What to work on :: Continue the page describing the book An Introduction to R from the point where it stops.

An Introduction to R
Data Analysis and Visualisation
by: Mark Gardener
Available from Pelagic Publishing
An Introduction to R Support and Outline for the book. Our book An Introduction to R is a guide to R: The Statistical Programming Language. You’ll learn how to use R for: data analysis, data visualization, data manipulation, programming and a lot more. This book An Introduction to R will help you learn how to use R from the ground up, giving you a start in the world of Data Science.
On this page you’ll find information about additional articles to support the book An Introduction to R as well as see the Table of Contents and a more detailed outline.
Overview
Our book An introduction to R is designed to help you learn R: The Statistical Programming Language. Regardless of your background or specialty; science, business, engineering, or social science, you’ll find this book a starting point for learning about Data Science, that is, Data Analysis, Data Visualization, and Data Management. The book An Introduction to R is not aimed at any particular educational level and should be accessible to anyone who wants to learn R, a powerful and flexible analytical toolbox.
Who this book is for
An Introduction to R is designed for beginners as well as more seasoned veterans
What you will learn from this book
In this book An Introduction to R you will learn how to use the R programming language. You’ll learn how to get started with R, in particular:
- Making and Importing Data items.
- Exporting Data.
- Managing and Manipulating Data objects.
- Summarizing and Aggregating Data.
- Visualizing Data.
- The basics of Data Analysis, including:
- Differences tests.
- Correlation.
- Association.
- Regression.
- R Programming Functions.
Support Articles and Links
- An Introduction to R will be published by Pelagic Publishing. See all my books at Pelagic Publishing.
- Be notified when the book is ready for sale Pelagic Notification page
- For more articles visit the Tips and Tricks page and look for the various categories or use the search box.
- See also the Knowledge Base where there are other topics related to R and data science.
- Look at our other books on the Publications Page.
- Visit our other site at GardenersOwn for a more ecological matters.
Table of Contents
The main chapter headings for An Introduction to R are as follows in this mini TOC:
- A brief introduction to R
- Basic math
- Introduction to R objects
- Making and importing data objects
- Managing and exporting data objects
- R object types and their properties
- Working with data objects
- Manipulating data objects
- Summarizing data
- Tabulation
- Graphics: Basic Charts
- Graphics: Adding to plots
- Graphics: Advanced methods
- Analyze data: Statistical analyses
- Programming tools
- Appendix
Outline
There are 15 main chapters in the book An Introduction to R. Each chapter starts with a brief overview (the basis for this outline) and ends with a summary table. There are also some self-assessment exercises (answers in the Appendix).
1. A brief introduction to R
The R program is a free Open Source statistical environment. R is a programming language that carries out statistical computing and can produce high quality graphics. R can run on all operating systems, e.g. Windows, Apple Macintosh and most Linux distributions. This chapter shows you how to get R and how to get started.
What’s in this chapter
- Obtaining and installing R.
- Introduction to the R interface.

Provided information ::
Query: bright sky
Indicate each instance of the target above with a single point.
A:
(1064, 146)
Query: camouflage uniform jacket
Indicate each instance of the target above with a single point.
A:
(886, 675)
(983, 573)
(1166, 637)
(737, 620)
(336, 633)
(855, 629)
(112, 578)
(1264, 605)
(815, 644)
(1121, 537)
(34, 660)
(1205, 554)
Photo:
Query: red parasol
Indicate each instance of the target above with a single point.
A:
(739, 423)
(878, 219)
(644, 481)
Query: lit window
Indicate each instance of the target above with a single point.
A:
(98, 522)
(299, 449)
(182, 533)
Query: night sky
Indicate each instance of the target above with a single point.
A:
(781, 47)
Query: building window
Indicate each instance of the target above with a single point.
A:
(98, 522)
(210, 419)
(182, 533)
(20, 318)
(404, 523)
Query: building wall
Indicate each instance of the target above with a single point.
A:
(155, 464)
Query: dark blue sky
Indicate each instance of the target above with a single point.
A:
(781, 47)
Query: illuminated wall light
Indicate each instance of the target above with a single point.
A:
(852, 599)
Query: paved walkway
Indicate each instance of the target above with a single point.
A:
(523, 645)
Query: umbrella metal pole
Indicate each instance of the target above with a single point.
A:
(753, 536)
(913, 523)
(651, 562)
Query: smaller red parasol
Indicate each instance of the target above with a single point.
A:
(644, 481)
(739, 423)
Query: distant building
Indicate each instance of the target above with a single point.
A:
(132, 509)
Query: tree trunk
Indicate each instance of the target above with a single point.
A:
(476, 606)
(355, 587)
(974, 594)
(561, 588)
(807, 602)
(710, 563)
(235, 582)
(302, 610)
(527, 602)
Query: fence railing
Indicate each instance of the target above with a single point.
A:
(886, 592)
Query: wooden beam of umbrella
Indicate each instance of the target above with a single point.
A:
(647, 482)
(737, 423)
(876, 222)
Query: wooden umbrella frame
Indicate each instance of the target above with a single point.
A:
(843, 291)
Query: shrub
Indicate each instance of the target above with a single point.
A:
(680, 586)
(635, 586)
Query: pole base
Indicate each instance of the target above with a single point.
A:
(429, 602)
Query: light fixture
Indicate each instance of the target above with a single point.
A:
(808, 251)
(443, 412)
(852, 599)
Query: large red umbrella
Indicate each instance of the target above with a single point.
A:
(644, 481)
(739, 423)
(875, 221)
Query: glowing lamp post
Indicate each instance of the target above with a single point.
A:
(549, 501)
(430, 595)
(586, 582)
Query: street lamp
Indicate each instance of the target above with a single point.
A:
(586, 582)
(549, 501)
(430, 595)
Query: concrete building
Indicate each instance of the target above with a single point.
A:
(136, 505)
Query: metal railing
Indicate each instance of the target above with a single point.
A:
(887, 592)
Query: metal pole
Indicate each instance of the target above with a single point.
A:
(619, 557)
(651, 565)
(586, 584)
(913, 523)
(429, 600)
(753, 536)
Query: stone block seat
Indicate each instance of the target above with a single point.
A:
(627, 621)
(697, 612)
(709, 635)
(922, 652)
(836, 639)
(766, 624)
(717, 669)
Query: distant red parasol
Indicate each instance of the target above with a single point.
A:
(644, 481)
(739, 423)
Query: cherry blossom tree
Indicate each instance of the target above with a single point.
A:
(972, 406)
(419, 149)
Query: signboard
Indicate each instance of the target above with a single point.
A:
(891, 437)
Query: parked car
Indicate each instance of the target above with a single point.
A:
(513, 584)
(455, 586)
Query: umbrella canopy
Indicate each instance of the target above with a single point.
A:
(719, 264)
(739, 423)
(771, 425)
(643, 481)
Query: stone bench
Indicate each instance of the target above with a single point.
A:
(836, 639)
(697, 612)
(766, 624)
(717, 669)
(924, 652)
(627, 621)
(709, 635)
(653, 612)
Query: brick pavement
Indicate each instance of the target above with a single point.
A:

Result for this task ::
- Getting help in and about R.
- Extending R with additional command packages.
- Alternative ways to run R.
2. Basic math
R is a statistical programming environment so you’d expect it to be able to perform in the math department. This chapter is an introduction to how to carry out some mathematical operations using R.
What’s in this chapter
- Simple math.
- Not so simple math:
- Logarithms
- Trigonometry
- Modulo math.
- Making numbers look nicer:
- Rounding.
- Exponent notation.
- Significant figures.
- Complex numbers.
This chapter is about some of the more basic math, in later chapters you’ll see more about statistics, summarizing data, hypothesis testing and modelling.
3. Introduction to R objects
This chapter is a brief introduction to R objects. R deals with objects, which usually means either data or functions(instructions to “do something”). You’ll see more about the properties (attributes) of objects in Chapter 6 R object types and their properties.
What’s in this chapter
- Naming conventions for R objects.
- Assigning results to named objects.
- Constants, datasets and built-in R objects.
- An introduction to the different kinds of R object.
4. Making and importing data objects
So far you’ve done some simple math but not dealt with data objects in any meaningful way. In this chapter you’ll learn how join things together to make larger data items and how to get data into R from external sources.
What’s in this chapter
- Joining items.
- Number sequences.
- Repeated elements.
- Enter data via the keyboard.
- Import data:
- Paste data from the clipboard.
- Import data from a disk file (or Internet location).
See Chapter 8 Manipulating data objects for details about making random numbers and generally adding data to existing objects.
5. Managing and exporting data objects
This chapter is about managing your assets and exporting data and other items to disk.
What’s in this Chapter
- View objects in your workspace.
- Manage and remove objects from the workspace.
- Manage files and folders on disk.
- Export different kinds of object to disk files.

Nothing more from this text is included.